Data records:
____
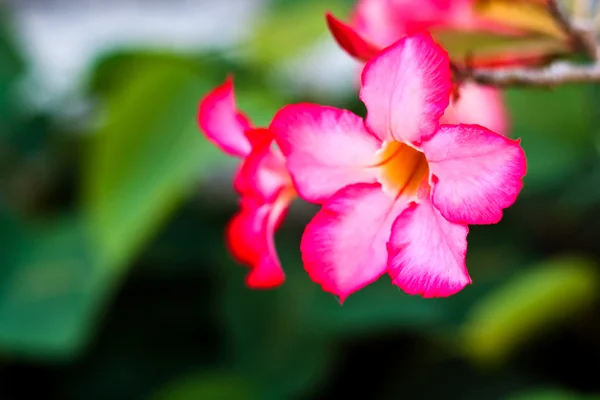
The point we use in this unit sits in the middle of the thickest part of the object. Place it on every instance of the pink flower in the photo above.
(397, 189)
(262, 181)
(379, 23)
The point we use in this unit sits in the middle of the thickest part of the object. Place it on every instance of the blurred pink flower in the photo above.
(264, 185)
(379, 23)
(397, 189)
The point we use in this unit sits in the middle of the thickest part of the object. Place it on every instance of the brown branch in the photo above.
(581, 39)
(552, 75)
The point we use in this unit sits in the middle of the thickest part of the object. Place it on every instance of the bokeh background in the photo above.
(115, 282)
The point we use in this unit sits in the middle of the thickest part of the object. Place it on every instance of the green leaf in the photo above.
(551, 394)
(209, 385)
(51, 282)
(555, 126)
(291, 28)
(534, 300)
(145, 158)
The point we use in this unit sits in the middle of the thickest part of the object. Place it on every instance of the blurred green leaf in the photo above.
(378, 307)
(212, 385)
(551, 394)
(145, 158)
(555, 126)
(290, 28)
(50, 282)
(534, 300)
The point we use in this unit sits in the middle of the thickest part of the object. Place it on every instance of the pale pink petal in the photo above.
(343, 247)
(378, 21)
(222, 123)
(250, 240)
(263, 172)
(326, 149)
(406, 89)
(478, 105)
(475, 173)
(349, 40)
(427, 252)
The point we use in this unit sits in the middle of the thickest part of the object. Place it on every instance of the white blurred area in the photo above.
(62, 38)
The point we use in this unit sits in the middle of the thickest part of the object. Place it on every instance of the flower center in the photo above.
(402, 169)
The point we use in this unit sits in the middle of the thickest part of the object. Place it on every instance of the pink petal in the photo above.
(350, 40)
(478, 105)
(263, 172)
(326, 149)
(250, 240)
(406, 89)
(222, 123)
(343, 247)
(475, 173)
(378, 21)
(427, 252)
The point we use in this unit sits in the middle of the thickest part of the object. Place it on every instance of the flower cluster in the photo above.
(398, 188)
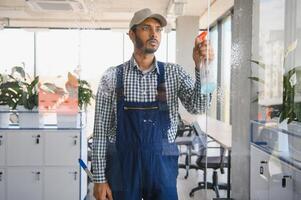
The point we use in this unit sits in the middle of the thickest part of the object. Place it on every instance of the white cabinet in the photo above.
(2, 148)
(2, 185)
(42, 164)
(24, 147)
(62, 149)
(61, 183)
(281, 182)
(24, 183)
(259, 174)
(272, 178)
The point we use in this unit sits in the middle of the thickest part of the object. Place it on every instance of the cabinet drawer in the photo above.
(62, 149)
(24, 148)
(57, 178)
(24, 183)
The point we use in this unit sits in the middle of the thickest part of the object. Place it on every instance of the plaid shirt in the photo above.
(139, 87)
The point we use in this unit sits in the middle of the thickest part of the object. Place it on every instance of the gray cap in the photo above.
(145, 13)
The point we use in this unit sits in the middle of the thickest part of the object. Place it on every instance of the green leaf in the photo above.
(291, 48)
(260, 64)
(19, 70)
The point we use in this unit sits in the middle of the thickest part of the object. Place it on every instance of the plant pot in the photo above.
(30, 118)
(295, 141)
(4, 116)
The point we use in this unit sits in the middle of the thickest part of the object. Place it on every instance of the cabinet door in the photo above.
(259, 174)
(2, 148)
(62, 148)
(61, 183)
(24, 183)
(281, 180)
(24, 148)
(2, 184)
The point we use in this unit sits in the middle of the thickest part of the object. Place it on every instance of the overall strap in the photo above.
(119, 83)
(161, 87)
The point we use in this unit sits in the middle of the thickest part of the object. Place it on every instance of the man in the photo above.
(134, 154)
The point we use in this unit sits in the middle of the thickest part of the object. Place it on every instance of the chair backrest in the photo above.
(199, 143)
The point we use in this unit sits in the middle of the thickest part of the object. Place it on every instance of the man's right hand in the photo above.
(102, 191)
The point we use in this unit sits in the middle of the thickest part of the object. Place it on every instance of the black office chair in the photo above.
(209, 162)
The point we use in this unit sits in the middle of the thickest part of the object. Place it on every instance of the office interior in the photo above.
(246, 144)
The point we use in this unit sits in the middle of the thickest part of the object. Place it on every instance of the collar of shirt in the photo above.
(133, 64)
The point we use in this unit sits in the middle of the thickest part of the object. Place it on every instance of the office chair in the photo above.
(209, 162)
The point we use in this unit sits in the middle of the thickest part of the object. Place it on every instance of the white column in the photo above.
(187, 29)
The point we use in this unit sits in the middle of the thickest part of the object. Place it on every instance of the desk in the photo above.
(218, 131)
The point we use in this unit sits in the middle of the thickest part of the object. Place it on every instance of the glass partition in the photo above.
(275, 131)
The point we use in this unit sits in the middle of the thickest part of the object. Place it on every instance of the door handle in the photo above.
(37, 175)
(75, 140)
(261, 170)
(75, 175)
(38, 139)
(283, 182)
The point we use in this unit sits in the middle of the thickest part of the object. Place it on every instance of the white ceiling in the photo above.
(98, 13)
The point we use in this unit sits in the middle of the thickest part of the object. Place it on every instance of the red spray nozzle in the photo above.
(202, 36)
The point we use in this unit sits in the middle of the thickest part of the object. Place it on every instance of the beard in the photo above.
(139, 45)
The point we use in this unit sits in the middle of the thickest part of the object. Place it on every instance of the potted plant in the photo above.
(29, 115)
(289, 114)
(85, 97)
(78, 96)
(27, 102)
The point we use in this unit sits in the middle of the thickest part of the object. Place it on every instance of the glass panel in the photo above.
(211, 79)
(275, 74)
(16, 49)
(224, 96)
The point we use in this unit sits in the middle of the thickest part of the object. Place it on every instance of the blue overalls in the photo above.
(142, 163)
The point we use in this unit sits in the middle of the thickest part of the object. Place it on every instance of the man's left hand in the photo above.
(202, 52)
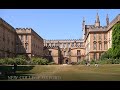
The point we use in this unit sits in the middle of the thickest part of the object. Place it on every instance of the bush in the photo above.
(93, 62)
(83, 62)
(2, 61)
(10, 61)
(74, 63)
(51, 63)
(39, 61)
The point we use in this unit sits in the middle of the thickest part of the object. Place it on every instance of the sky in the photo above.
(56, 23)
____
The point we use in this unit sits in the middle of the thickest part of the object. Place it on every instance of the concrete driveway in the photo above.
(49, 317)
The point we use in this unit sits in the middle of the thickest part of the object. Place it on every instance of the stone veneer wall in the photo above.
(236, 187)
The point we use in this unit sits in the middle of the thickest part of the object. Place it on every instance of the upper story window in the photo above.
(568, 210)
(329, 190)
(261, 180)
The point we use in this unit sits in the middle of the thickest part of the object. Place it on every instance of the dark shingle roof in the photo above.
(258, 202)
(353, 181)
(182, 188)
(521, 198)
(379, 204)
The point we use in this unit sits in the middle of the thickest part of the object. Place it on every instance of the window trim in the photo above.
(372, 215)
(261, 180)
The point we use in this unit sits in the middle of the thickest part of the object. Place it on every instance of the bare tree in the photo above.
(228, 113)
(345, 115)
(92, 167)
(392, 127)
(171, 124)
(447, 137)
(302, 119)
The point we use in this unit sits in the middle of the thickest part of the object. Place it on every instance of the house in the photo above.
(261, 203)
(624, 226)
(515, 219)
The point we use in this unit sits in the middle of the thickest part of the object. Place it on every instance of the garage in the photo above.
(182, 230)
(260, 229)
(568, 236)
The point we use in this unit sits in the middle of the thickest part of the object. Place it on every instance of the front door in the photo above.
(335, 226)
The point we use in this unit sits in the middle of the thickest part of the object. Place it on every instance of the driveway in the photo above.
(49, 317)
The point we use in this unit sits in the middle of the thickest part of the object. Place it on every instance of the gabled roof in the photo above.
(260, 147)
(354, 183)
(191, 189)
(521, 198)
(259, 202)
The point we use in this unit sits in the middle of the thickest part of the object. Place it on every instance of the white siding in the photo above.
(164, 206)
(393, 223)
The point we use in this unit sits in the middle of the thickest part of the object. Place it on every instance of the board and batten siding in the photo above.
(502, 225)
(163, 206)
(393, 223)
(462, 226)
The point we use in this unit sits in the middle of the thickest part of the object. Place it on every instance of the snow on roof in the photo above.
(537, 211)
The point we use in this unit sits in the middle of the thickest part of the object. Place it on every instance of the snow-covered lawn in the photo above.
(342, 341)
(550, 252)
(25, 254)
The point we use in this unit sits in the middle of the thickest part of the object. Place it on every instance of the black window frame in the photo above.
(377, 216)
____
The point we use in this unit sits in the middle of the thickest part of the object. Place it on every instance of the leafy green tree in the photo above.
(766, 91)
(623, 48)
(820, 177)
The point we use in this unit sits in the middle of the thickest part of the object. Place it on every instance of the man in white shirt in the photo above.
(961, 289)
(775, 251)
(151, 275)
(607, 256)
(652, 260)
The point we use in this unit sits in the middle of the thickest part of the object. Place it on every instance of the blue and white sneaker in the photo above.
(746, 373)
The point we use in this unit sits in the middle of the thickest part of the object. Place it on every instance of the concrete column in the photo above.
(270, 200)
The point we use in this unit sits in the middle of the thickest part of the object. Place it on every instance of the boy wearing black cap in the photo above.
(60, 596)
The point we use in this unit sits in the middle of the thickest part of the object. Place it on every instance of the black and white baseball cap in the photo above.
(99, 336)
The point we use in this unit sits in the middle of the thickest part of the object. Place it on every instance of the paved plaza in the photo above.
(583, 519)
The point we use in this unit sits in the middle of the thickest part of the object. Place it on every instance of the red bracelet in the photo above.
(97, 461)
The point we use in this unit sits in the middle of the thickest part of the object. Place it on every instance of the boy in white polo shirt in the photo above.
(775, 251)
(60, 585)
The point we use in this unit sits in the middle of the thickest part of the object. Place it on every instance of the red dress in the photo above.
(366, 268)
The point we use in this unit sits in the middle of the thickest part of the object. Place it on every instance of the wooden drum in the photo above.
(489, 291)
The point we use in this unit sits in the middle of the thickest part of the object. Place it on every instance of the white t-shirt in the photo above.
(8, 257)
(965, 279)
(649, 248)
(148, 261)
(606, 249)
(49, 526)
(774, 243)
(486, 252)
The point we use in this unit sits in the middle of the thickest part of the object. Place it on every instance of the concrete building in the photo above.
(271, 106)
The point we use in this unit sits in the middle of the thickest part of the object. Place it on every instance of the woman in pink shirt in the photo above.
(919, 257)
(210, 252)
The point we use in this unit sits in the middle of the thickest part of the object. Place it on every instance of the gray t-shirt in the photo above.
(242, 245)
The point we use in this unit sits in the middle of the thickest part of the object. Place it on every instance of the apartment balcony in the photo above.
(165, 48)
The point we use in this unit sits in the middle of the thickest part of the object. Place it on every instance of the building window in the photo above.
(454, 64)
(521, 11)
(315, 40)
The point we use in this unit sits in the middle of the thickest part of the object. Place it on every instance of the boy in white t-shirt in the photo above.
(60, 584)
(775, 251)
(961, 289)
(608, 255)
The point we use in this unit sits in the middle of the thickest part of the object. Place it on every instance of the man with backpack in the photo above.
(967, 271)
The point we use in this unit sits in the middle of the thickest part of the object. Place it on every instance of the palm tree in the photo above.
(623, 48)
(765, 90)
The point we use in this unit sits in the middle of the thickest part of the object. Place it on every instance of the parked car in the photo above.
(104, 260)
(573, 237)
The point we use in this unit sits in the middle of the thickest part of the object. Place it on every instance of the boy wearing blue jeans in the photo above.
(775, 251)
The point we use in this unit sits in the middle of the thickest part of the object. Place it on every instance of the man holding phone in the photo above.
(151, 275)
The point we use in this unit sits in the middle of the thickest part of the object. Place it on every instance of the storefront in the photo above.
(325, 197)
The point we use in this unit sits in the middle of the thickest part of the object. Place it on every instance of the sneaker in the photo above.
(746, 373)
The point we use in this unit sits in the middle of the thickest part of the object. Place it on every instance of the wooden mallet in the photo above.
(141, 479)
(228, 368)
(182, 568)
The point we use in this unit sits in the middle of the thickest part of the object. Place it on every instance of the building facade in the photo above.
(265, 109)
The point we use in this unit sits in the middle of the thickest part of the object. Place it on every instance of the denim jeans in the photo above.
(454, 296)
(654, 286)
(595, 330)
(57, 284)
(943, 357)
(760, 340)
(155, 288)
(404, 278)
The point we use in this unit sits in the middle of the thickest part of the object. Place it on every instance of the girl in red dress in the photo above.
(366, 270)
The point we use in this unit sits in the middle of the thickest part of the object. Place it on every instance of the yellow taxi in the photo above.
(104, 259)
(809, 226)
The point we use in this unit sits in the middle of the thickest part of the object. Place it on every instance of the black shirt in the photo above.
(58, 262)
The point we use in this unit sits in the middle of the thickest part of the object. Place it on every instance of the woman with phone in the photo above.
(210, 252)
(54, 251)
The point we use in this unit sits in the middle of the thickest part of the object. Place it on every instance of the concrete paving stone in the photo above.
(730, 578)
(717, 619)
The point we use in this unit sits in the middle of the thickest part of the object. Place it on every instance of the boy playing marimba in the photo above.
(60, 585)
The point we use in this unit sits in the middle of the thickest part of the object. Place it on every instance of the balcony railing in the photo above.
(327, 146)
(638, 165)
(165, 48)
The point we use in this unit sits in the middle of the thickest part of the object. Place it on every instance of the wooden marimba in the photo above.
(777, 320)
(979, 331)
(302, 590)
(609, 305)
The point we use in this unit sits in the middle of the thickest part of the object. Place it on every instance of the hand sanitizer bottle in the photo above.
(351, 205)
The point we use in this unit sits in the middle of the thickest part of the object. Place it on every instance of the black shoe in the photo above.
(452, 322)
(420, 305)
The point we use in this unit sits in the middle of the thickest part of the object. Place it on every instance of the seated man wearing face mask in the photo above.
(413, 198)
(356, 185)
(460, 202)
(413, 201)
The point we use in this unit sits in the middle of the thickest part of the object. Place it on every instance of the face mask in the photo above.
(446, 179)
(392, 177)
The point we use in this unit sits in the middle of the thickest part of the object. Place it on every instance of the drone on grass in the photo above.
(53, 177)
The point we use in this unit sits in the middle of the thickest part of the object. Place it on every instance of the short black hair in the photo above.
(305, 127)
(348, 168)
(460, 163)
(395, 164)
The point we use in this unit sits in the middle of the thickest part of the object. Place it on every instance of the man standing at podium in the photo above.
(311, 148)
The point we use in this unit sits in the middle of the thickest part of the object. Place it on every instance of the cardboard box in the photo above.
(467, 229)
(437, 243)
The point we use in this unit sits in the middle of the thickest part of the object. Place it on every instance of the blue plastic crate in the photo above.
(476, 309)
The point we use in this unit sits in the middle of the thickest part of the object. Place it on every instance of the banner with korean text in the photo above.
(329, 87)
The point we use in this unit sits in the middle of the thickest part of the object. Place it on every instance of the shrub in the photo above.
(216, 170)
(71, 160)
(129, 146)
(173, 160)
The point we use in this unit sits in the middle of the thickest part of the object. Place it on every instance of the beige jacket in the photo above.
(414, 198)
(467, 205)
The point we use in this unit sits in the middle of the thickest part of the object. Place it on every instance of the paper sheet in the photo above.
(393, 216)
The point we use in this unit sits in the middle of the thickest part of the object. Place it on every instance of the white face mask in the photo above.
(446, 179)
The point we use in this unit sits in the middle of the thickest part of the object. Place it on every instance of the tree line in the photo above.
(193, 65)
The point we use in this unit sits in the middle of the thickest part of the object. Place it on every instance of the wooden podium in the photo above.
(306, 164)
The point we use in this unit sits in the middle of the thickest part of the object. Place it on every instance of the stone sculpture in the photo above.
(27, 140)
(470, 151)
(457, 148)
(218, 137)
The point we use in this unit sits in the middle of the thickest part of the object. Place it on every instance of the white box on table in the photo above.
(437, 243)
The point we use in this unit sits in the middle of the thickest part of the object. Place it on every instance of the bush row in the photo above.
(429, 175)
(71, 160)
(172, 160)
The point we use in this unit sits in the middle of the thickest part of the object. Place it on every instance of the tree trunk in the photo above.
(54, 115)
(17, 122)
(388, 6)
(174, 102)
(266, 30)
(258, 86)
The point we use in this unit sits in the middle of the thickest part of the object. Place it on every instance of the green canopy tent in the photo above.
____
• Stated problem: Count the lines in the material above that contain the string "column", matching case exactly. Reply with the number alone.

• Solution for this exercise: 2